What is expected >> Write out the listing below again, precisely as it is given.

Excerpted records >>
● ● ● ●

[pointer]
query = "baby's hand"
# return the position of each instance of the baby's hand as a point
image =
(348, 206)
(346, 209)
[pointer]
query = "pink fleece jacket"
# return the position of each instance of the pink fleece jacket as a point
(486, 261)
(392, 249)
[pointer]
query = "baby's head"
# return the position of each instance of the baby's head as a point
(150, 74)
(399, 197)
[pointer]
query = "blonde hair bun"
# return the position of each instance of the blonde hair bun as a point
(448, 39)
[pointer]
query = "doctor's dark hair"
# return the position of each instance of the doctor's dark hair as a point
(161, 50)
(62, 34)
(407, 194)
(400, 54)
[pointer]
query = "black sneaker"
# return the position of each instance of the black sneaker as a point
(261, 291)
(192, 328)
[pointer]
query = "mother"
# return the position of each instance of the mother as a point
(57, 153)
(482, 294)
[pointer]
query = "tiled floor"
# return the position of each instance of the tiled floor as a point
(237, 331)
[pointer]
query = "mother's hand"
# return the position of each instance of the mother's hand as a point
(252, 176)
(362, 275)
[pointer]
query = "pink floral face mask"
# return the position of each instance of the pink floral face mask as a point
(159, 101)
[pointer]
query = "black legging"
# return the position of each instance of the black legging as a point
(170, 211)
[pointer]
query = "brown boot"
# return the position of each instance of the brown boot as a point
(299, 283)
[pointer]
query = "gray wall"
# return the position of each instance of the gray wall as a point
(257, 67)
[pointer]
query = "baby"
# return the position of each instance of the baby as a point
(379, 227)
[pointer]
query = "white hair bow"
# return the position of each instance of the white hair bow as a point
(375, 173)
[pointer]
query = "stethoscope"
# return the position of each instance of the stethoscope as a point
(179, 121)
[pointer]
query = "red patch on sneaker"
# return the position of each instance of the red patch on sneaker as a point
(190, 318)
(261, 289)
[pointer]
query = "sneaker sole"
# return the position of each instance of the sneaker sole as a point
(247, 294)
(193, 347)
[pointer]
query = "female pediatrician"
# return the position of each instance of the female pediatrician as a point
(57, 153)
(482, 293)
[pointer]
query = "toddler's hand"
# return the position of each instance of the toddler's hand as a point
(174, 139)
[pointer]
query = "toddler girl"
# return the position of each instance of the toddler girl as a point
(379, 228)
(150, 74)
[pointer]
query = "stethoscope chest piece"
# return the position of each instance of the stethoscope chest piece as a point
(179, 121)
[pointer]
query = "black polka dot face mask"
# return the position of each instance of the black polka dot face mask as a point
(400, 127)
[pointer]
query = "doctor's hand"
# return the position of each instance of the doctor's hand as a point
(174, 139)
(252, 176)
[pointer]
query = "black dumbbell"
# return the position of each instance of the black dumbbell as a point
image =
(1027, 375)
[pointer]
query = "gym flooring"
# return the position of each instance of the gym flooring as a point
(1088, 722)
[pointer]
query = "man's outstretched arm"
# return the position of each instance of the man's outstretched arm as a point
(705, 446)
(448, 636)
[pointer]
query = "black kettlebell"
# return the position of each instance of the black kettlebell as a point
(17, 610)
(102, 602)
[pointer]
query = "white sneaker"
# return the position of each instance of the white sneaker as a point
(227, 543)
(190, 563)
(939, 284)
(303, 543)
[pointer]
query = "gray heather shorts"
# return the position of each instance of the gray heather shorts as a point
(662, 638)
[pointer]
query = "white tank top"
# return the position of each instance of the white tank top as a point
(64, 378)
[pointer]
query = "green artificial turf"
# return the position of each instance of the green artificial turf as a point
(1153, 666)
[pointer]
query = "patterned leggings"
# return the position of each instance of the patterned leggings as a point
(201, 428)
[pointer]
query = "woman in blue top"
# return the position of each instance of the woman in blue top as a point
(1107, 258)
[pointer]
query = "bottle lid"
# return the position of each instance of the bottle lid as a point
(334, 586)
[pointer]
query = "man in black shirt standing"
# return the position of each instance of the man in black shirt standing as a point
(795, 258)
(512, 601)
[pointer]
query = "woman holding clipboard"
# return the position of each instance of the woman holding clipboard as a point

● ● ● ●

The solution >>
[pointer]
query = "baby's hand"
# return the position of each instance of the baby's hand as a point
image =
(348, 206)
(346, 209)
[pointer]
query = "pink fleece jacket"
# return the position of each instance of the pink fleece jacket as a point
(486, 261)
(392, 249)
[pointer]
query = "baby's head"
# return the position of each instance of the baby's head as a point
(150, 74)
(399, 197)
[pointer]
query = "blonde hair bun"
# return the position of each instance of the blonde hair bun as a point
(448, 39)
[pointer]
query = "doctor's dark hair"
# return the position of each instance of the doctor's dark hair as a point
(161, 50)
(62, 34)
(407, 194)
(400, 54)
[pointer]
query = "black sneaker"
# return the position of each instance of the black sneaker as a point
(261, 291)
(192, 328)
[pointer]
query = "mother"
# return the position of each instance of the mother as a point
(57, 153)
(482, 294)
[pointer]
query = "tiled floor"
# return the position of each instance of the tiled floor as a point
(237, 331)
[pointer]
query = "mother's hand"
# return the position of each instance of the mother's hand as a point
(252, 176)
(362, 275)
[pointer]
query = "pink floral face mask"
# return the position of each instance of the pink floral face mask as a point
(159, 101)
[pointer]
query = "black legging"
# return the position of each instance of the black legging as a point
(170, 211)
[pointer]
query = "brown boot"
# return the position of each instance of the brown boot as a point
(299, 283)
[pointer]
query = "gray wall"
# return the position of each instance of the gray wall as a point
(257, 67)
[pointer]
query = "baby"
# return the position of each instance of the baby as a point
(379, 227)
[pointer]
query = "white hair bow"
# return the position of each instance of the white hair bow as a point
(375, 173)
[pointer]
query = "stethoscope"
# return the position of each instance of the stethoscope as a point
(179, 121)
[pointer]
query = "red patch on sneaker"
# return the position of each instance of the red patch on sneaker as a point
(190, 318)
(261, 289)
[pointer]
query = "sneaker sole"
# return the position of each instance of the sneaker sole as a point
(247, 294)
(193, 347)
[pointer]
query = "female pediatrician"
# return the position of each instance of the female pediatrician as a point
(57, 153)
(482, 293)
[pointer]
query = "toddler's hand"
# return the position of each instance of the toddler's hand as a point
(174, 139)
[pointer]
query = "toddler girl"
# return the position of each instance of the toddler girl as a point
(379, 228)
(150, 74)
[pointer]
query = "stethoscope chest piece"
# return the position of each instance of the stethoscope chest piece as a point
(179, 121)
[pointer]
query = "black polka dot face mask"
# return the position of each instance of the black polka dot face mask as a point
(400, 127)
[pointer]
query = "doctor's hand"
# return the position of each instance of the doctor's hand as a point
(174, 139)
(252, 176)
[pointer]
query = "black dumbbell"
# return the position of each instance of the black dumbbell as a point
image =
(1027, 375)
[pointer]
query = "gym flooring"
# return the position of each instance of the gym flooring as a point
(1088, 722)
[pointer]
query = "man's outstretched arm"
# return the position of each instance of the man's outstretched arm as a point
(705, 446)
(448, 636)
[pointer]
query = "black kettlebell"
# return the position of each instance of the black kettlebell as a point
(17, 610)
(102, 602)
[pointer]
query = "white sneaker"
# return the position of each instance of the white sneaker as a point
(227, 543)
(190, 563)
(939, 284)
(303, 543)
[pointer]
query = "gray heather shorts"
# return the position of each instance of the gray heather shorts as a point
(662, 638)
[pointer]
query = "white tank top"
# return the position of each instance of the white tank top as a point
(64, 378)
[pointer]
query = "green artificial turf"
# return the position of each instance of the green artificial turf as a point
(1153, 666)
[pointer]
query = "patterned leggings"
# return the position of each instance of the patterned leggings as a point
(201, 428)
[pointer]
query = "woman in blue top"
# return the position of each instance of the woman in blue top as a point
(1107, 258)
[pointer]
query = "bottle lid"
# return the position of each instance of the bottle lid as a point
(334, 586)
[pointer]
query = "man in black shirt standing"
# return the position of each instance of the man in black shirt standing as a point
(795, 258)
(512, 601)
[pointer]
query = "woman holding clipboard"
# return the position of each instance of the woman holding clipboard as a point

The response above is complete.